Data in this exercise: Begin

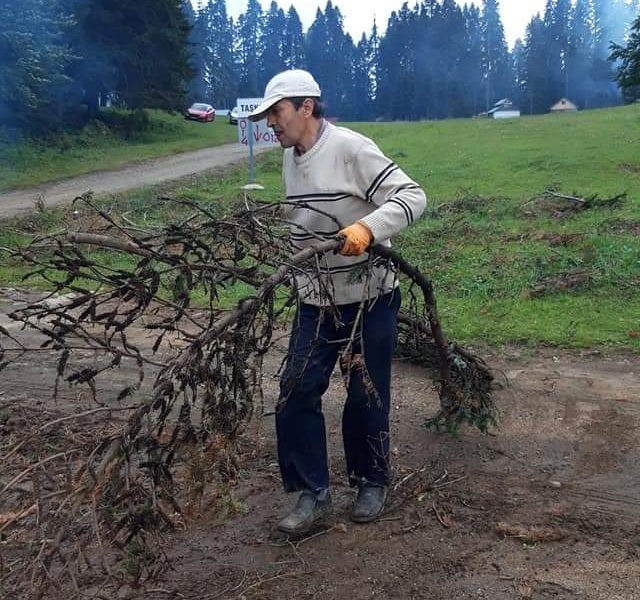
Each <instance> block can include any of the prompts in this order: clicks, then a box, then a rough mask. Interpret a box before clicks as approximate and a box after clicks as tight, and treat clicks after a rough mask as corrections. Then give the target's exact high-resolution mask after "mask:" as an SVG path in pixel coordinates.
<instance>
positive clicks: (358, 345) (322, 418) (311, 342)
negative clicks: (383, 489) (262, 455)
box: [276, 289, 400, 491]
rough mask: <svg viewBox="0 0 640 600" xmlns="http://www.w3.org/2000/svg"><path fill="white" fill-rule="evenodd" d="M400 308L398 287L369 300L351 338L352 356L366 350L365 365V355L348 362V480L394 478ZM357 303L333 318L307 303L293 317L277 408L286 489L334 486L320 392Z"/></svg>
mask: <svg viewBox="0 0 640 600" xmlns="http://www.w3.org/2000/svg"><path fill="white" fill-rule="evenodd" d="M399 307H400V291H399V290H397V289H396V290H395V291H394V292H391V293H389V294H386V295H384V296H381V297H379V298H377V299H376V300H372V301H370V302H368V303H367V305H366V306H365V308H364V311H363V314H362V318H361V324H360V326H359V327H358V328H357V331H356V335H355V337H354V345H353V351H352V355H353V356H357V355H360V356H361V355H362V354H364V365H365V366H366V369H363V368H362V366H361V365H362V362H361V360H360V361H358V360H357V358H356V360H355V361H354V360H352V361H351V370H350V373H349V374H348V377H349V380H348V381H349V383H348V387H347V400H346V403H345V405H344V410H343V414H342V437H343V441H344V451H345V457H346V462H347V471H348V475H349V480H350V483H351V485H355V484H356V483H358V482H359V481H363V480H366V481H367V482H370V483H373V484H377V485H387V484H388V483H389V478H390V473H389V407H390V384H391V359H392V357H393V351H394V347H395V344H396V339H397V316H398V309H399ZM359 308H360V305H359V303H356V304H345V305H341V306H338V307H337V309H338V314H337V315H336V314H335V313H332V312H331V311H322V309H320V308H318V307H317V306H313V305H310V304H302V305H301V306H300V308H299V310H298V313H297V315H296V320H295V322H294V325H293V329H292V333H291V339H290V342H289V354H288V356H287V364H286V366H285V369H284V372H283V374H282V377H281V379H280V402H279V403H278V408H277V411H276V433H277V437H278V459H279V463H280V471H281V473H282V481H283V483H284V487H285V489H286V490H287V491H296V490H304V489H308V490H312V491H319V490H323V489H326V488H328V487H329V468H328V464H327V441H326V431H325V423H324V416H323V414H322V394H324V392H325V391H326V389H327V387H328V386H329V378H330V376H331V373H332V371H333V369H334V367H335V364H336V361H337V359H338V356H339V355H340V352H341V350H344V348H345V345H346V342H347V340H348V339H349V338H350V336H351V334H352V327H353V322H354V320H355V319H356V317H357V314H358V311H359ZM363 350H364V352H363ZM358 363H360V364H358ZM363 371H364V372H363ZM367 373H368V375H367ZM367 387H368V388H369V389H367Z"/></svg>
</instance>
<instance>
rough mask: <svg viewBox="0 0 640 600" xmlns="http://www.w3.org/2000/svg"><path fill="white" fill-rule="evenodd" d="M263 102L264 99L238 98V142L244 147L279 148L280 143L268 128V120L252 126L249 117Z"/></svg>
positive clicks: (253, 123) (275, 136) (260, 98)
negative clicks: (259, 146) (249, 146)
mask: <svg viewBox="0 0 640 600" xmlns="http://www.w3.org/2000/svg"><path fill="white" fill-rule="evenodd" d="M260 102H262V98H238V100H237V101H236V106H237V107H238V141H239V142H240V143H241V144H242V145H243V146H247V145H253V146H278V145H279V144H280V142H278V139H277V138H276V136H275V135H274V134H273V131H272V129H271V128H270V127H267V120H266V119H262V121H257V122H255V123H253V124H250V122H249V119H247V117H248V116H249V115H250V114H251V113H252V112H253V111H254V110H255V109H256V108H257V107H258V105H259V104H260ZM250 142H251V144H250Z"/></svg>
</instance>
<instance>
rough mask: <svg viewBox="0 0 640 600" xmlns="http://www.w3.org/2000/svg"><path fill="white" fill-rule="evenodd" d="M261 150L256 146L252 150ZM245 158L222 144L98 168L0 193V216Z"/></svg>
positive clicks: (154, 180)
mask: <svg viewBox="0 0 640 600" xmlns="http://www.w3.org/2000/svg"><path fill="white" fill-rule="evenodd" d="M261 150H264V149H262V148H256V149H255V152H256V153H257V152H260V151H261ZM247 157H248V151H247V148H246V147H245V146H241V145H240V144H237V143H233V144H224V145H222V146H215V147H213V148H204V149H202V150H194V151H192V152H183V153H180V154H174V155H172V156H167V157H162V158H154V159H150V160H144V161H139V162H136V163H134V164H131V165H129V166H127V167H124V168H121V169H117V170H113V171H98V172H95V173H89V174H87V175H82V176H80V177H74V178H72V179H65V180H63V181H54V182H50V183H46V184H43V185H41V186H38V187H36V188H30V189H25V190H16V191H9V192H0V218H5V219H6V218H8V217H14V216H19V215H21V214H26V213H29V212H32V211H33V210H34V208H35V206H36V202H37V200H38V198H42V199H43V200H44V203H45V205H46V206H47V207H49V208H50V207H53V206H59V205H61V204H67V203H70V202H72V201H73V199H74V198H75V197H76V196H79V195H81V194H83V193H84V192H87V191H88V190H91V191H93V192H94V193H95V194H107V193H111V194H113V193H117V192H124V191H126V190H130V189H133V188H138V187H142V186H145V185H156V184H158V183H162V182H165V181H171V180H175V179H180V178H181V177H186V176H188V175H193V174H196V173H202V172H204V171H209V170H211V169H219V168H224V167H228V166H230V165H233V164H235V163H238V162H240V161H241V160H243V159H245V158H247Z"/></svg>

Data in this exercise: End

Only the records are wanted, copied exactly, with the pictures dropped.

Your response:
Each <instance> block can include any of the prompts in this order: clicks, then a box, then a rough mask. Interpret a box before clicks as approximate and a box after clicks as tight, and treat clicks after a rough mask as corrections. Then give the target's exact high-resolution mask after "mask:" as an SVG path in pixel coordinates.
<instance>
positive clicks: (358, 345) (322, 418) (311, 342)
negative clicks: (383, 489) (262, 455)
box: [276, 289, 400, 491]
rough mask: <svg viewBox="0 0 640 600" xmlns="http://www.w3.org/2000/svg"><path fill="white" fill-rule="evenodd" d="M400 308L398 287L369 300L351 338L352 356L366 350L365 365V355L348 362V480L394 478ZM357 303L333 318L307 303L293 317L277 408L286 489L334 486L320 392Z"/></svg>
mask: <svg viewBox="0 0 640 600" xmlns="http://www.w3.org/2000/svg"><path fill="white" fill-rule="evenodd" d="M399 307H400V291H399V290H397V289H396V290H395V291H394V292H391V293H389V294H386V295H384V296H381V297H379V298H377V299H376V300H372V301H370V302H368V303H367V305H366V306H365V308H364V311H363V314H362V318H361V324H360V326H359V327H358V328H357V331H356V335H355V337H354V345H353V351H352V355H353V356H357V355H360V356H361V355H362V354H364V365H365V366H366V369H363V368H362V366H361V365H362V362H361V360H360V361H358V360H357V358H356V360H355V361H354V360H352V361H351V370H350V373H349V374H348V377H349V380H348V381H349V383H348V387H347V400H346V403H345V405H344V410H343V414H342V437H343V441H344V451H345V457H346V462H347V471H348V475H349V480H350V483H351V485H355V484H356V483H358V482H359V481H363V480H366V481H367V482H370V483H373V484H377V485H387V484H388V483H389V478H390V473H389V407H390V384H391V359H392V357H393V351H394V347H395V344H396V339H397V316H398V309H399ZM359 308H360V305H359V303H356V304H345V305H341V306H338V307H337V309H338V314H337V315H336V314H335V313H332V312H331V311H322V309H320V308H318V307H317V306H313V305H310V304H302V305H301V306H300V308H299V310H298V313H297V315H296V320H295V322H294V325H293V329H292V333H291V339H290V342H289V354H288V356H287V364H286V366H285V369H284V372H283V374H282V377H281V379H280V402H279V403H278V408H277V411H276V433H277V437H278V459H279V463H280V471H281V473H282V481H283V483H284V487H285V489H286V490H287V491H296V490H304V489H308V490H312V491H319V490H323V489H326V488H328V487H329V468H328V464H327V441H326V431H325V423H324V416H323V414H322V394H324V392H325V391H326V389H327V387H328V386H329V378H330V376H331V373H332V371H333V369H334V367H335V364H336V361H337V359H338V356H339V355H340V352H341V350H344V348H345V345H346V342H347V340H348V339H349V338H350V336H351V334H352V327H353V322H354V320H355V319H356V317H357V314H358V311H359ZM363 350H364V352H363ZM358 363H360V364H358ZM363 371H364V372H363ZM367 373H368V375H367ZM367 387H368V388H369V389H367Z"/></svg>
</instance>
<instance>
rough mask: <svg viewBox="0 0 640 600" xmlns="http://www.w3.org/2000/svg"><path fill="white" fill-rule="evenodd" d="M263 102L264 99L238 98V142L244 147L279 148L280 143L268 128V120L252 126L249 117Z"/></svg>
positive clicks: (253, 123) (275, 136) (260, 98)
negative clicks: (259, 146) (249, 146)
mask: <svg viewBox="0 0 640 600" xmlns="http://www.w3.org/2000/svg"><path fill="white" fill-rule="evenodd" d="M260 102H262V98H238V100H237V101H236V106H237V107H238V141H239V142H240V143H241V144H242V145H243V146H247V145H253V146H278V145H279V144H280V142H278V139H277V138H276V136H275V135H274V134H273V131H272V129H271V128H270V127H267V120H266V119H262V121H257V122H255V123H253V124H250V122H249V119H247V117H248V116H249V115H250V114H251V113H252V112H253V111H254V110H255V109H256V108H257V107H258V105H259V104H260ZM250 142H251V144H250Z"/></svg>
</instance>
<instance>
rough mask: <svg viewBox="0 0 640 600" xmlns="http://www.w3.org/2000/svg"><path fill="white" fill-rule="evenodd" d="M261 150L256 146L252 150ZM245 158L222 144L98 168L0 193V216Z"/></svg>
positive clicks: (154, 180)
mask: <svg viewBox="0 0 640 600" xmlns="http://www.w3.org/2000/svg"><path fill="white" fill-rule="evenodd" d="M261 150H264V149H262V148H256V149H255V152H256V153H257V152H260V151H261ZM247 157H248V151H247V148H246V147H245V146H241V145H240V144H237V143H233V144H224V145H222V146H215V147H213V148H204V149H202V150H194V151H192V152H183V153H180V154H174V155H172V156H167V157H162V158H154V159H150V160H144V161H139V162H136V163H134V164H131V165H129V166H127V167H124V168H121V169H117V170H113V171H98V172H95V173H89V174H87V175H82V176H80V177H74V178H72V179H65V180H63V181H54V182H50V183H46V184H43V185H41V186H38V187H36V188H30V189H25V190H16V191H9V192H0V218H5V219H6V218H8V217H14V216H19V215H21V214H26V213H29V212H32V211H33V210H34V208H35V206H36V202H37V200H38V198H42V199H43V200H44V203H45V205H46V206H47V207H49V208H50V207H53V206H59V205H61V204H67V203H70V202H72V201H73V199H74V198H75V197H76V196H79V195H81V194H83V193H84V192H87V191H88V190H91V191H93V192H94V193H95V194H107V193H111V194H113V193H117V192H124V191H126V190H130V189H133V188H138V187H142V186H145V185H156V184H158V183H162V182H165V181H171V180H175V179H180V178H181V177H186V176H188V175H193V174H196V173H202V172H204V171H209V170H211V169H219V168H224V167H228V166H230V165H233V164H235V163H238V162H240V161H241V160H243V159H245V158H247Z"/></svg>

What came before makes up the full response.